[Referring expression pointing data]
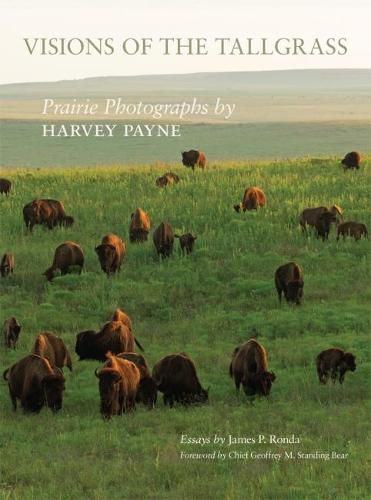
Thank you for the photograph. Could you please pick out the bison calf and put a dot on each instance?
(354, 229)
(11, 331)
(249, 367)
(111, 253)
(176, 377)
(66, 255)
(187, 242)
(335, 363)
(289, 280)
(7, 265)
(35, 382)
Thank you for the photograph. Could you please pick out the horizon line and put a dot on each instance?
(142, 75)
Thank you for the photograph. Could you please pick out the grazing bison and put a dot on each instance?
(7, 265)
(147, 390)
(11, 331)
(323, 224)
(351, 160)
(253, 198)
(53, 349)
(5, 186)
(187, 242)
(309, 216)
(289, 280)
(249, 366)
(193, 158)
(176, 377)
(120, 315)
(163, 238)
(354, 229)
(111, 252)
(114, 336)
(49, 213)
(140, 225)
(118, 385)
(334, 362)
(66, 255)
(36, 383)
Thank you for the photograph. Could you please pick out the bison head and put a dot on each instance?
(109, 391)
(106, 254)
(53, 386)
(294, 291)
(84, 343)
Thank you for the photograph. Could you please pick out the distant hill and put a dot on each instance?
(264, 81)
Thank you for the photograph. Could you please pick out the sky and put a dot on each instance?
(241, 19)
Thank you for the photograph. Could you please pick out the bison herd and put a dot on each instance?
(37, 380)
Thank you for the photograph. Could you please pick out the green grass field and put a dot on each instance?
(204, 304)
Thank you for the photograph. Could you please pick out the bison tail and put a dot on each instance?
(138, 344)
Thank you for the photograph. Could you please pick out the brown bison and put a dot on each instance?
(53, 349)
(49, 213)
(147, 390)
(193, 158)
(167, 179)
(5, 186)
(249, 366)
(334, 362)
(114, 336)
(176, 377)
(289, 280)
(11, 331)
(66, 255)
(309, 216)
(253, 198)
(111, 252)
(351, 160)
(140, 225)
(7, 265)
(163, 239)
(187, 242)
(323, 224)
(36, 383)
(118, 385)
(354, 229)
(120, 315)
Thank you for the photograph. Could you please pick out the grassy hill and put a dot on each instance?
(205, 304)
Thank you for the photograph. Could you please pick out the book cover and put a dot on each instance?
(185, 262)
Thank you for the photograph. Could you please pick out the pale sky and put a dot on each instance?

• [Problem description]: The result should be a precise copy of all the entries, free of pictures.

• [Output]:
Thank you for the photograph. Could you please pick out the bison calf and put a dot on each instance?
(354, 229)
(11, 331)
(249, 367)
(111, 253)
(176, 377)
(66, 255)
(187, 242)
(335, 363)
(289, 280)
(7, 265)
(35, 382)
Thank you for the photograph. Could you please pick out the horizon line and put a dot on each instance?
(142, 75)
Thank you for the photograph. Could you please pick out the grazing bison and put a dot on each instance?
(7, 265)
(147, 390)
(11, 331)
(323, 224)
(351, 160)
(253, 198)
(53, 349)
(5, 186)
(187, 242)
(309, 216)
(289, 280)
(249, 366)
(193, 158)
(176, 377)
(120, 315)
(163, 238)
(354, 229)
(111, 252)
(114, 336)
(49, 213)
(140, 225)
(118, 385)
(334, 362)
(66, 255)
(36, 383)
Thank you for the photograph. Could you please pick out the bison head and put a dot on each instance?
(109, 391)
(106, 254)
(53, 386)
(294, 291)
(84, 343)
Thank you for the photograph. Could you please pick out the distant hill and put a dot on each instance?
(264, 81)
Thank you for the photograph. Could you please pick out the sky and put a dot on each instance?
(241, 19)
Thank you for the photograph. Could you please pick out the bison herd and put a dot on each instance?
(37, 380)
Thank you for the photograph. Could you please pick out the green grass field and put a dot on each instance?
(204, 304)
Thank you for the photograph. Could you please pick out the bison tail and put a dot on each instance?
(138, 344)
Thank you for the photograph. Could you please pick out the brown bison and put a dot on each instance?
(53, 349)
(49, 213)
(147, 390)
(193, 158)
(167, 179)
(5, 186)
(249, 366)
(334, 362)
(114, 336)
(176, 377)
(289, 280)
(11, 331)
(66, 255)
(309, 216)
(253, 198)
(111, 252)
(351, 160)
(140, 225)
(7, 265)
(163, 239)
(187, 242)
(323, 224)
(36, 383)
(118, 385)
(354, 229)
(120, 315)
Thank you for the photograph. Could you please pick out the grassy hill and put a dot on each instance?
(205, 304)
Thank you for the photograph. Could you please pick out the book cover and put a dot on each instance?
(185, 262)
Thank you for the photograph. Could you please pick out the pale sky and put a dot on each instance?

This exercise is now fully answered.